▶ Aim of the exercise: Convert the material below, from its first line through the line containing "[315,107,332,130]" (both included), into a Markdown table with the columns No. and Entry. Give each line its own row, number the rows, and leave out any blank lines.

▶ Raw data:
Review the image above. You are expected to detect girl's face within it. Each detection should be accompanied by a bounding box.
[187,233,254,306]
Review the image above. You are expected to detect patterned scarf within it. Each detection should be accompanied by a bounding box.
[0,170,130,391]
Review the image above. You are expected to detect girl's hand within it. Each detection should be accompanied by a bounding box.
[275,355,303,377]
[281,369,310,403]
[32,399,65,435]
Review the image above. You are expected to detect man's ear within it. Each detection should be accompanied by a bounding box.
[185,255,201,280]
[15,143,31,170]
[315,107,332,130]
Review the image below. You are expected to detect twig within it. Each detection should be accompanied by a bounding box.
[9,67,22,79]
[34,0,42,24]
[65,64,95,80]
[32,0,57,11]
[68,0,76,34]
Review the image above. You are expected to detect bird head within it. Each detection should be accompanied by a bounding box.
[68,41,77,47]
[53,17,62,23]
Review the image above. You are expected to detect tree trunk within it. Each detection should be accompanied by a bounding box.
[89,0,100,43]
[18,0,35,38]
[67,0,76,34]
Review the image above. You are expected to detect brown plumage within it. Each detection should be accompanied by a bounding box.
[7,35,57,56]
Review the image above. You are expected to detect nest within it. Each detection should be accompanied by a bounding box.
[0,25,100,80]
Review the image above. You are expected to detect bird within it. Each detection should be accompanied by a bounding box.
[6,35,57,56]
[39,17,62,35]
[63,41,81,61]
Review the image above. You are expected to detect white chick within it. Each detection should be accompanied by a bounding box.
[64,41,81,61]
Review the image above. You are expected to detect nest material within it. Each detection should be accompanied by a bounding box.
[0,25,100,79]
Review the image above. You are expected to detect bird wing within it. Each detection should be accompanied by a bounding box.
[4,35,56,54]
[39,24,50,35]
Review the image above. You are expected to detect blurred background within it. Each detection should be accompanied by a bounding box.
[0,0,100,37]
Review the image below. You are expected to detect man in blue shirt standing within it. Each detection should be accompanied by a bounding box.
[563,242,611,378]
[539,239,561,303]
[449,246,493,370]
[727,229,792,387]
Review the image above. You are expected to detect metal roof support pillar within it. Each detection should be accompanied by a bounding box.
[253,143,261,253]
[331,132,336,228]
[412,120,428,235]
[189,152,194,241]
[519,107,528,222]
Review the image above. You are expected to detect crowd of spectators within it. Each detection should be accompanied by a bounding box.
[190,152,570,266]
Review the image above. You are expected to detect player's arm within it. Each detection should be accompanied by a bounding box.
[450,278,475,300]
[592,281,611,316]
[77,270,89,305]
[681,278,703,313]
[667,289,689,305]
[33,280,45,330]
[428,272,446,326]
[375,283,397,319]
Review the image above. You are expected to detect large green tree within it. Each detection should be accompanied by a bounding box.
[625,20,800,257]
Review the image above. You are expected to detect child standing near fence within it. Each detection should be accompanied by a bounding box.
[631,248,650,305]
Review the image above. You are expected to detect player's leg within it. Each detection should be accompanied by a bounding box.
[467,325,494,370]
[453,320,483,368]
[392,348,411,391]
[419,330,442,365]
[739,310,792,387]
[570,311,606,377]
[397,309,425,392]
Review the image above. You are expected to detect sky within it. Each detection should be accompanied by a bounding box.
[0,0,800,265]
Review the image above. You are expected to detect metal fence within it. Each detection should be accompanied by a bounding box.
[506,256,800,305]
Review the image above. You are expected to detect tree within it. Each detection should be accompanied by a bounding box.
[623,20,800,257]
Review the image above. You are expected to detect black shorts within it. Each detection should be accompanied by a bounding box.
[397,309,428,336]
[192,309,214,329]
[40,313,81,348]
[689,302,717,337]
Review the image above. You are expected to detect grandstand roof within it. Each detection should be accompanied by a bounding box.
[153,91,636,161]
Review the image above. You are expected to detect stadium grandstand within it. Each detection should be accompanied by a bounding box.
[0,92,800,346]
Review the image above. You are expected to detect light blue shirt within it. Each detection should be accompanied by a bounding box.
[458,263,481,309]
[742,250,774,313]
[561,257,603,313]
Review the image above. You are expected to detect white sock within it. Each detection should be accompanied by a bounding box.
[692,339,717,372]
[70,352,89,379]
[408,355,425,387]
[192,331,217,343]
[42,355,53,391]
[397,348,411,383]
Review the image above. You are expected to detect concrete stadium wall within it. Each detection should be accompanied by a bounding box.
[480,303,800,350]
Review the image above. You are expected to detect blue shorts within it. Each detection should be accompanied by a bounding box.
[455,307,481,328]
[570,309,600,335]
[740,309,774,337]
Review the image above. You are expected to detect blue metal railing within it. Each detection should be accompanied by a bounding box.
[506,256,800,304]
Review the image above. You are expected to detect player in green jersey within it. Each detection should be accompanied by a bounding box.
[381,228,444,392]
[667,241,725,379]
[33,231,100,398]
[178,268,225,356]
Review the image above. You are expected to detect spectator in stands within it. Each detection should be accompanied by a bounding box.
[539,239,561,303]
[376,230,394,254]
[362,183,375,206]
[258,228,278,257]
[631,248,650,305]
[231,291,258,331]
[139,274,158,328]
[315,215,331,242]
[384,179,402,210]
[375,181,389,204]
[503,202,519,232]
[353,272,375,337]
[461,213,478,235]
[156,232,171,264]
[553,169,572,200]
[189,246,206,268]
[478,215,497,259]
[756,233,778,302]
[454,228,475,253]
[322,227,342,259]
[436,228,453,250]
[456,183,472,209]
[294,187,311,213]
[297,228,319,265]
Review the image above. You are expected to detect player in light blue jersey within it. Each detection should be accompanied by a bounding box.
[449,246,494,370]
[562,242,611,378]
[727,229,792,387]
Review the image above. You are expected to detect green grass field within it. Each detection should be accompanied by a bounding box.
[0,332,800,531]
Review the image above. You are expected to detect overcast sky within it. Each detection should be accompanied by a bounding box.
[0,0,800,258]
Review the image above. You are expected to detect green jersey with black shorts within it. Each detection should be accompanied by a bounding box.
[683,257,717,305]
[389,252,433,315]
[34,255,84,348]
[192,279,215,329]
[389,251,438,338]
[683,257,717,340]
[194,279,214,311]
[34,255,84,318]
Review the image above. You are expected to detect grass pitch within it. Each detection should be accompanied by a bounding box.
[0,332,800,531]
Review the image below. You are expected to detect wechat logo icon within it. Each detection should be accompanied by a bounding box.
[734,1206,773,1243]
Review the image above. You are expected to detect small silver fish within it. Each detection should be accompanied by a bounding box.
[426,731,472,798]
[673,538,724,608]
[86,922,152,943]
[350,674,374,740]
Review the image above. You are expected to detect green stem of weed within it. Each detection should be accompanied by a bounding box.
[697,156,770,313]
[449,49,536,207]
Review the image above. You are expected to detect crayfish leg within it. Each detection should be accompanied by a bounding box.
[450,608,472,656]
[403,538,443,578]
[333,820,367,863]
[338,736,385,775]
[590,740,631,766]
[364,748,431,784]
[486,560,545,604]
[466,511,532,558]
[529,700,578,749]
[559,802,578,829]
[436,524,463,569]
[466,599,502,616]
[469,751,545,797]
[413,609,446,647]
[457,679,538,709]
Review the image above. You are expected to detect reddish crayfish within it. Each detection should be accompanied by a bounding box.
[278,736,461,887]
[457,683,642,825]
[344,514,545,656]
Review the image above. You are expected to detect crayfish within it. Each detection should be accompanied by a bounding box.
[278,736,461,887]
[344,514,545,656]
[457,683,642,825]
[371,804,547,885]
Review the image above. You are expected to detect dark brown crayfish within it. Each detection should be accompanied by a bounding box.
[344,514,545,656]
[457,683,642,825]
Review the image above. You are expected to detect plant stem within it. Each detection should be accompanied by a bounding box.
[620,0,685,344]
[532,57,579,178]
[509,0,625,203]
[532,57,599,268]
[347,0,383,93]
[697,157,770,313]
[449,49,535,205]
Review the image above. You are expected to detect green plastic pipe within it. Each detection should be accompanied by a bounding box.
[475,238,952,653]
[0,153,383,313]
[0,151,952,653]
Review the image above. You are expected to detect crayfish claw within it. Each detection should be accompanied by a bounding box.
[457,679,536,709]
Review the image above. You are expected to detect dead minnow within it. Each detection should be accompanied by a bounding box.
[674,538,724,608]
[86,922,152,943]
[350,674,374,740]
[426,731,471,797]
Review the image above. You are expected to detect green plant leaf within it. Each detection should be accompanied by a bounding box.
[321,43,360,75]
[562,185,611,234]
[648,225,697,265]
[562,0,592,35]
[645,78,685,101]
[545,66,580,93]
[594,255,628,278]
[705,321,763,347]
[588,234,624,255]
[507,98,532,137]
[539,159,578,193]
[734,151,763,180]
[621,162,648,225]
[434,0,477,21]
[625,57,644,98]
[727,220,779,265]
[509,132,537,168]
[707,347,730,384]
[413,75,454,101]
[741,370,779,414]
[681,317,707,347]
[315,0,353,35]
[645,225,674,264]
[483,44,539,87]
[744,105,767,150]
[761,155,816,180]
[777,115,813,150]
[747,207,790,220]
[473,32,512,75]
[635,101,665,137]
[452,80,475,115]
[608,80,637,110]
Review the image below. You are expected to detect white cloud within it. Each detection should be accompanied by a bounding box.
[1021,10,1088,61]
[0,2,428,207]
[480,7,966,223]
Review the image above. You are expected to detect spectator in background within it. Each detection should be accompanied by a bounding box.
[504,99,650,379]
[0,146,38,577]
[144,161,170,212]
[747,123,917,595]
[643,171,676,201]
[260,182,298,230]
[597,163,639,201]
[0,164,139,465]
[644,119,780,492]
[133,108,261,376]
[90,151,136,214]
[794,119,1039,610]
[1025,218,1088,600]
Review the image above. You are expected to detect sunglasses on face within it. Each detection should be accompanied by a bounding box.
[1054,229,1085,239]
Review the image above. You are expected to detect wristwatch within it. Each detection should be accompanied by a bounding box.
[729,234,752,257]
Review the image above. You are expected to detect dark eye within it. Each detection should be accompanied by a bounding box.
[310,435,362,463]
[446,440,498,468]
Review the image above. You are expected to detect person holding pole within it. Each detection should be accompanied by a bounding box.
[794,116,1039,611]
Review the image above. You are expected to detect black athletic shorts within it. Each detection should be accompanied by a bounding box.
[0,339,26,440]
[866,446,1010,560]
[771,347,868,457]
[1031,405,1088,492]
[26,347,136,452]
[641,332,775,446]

▶ Complete answer:
| No. | Entry |
|---|---|
| 1 | Review the image above. You are expected to detect girl's face within it. Each detection should be accompanied by a bounding box. |
| 2 | [187,233,254,306] |
| 3 | Review the image above. You are expected to detect patterned scarf within it. Each detection should be accompanied by a bounding box. |
| 4 | [0,170,130,391] |
| 5 | Review the image above. You are expected to detect girl's hand within it. Each detection should be accompanied by a bounding box. |
| 6 | [275,355,303,377] |
| 7 | [281,369,310,403] |
| 8 | [32,399,65,435] |
| 9 | Review the image above. You are expected to detect man's ear within it. Each detection should be accompanied by a bounding box. |
| 10 | [185,255,201,280] |
| 11 | [15,143,31,170] |
| 12 | [315,107,332,130] |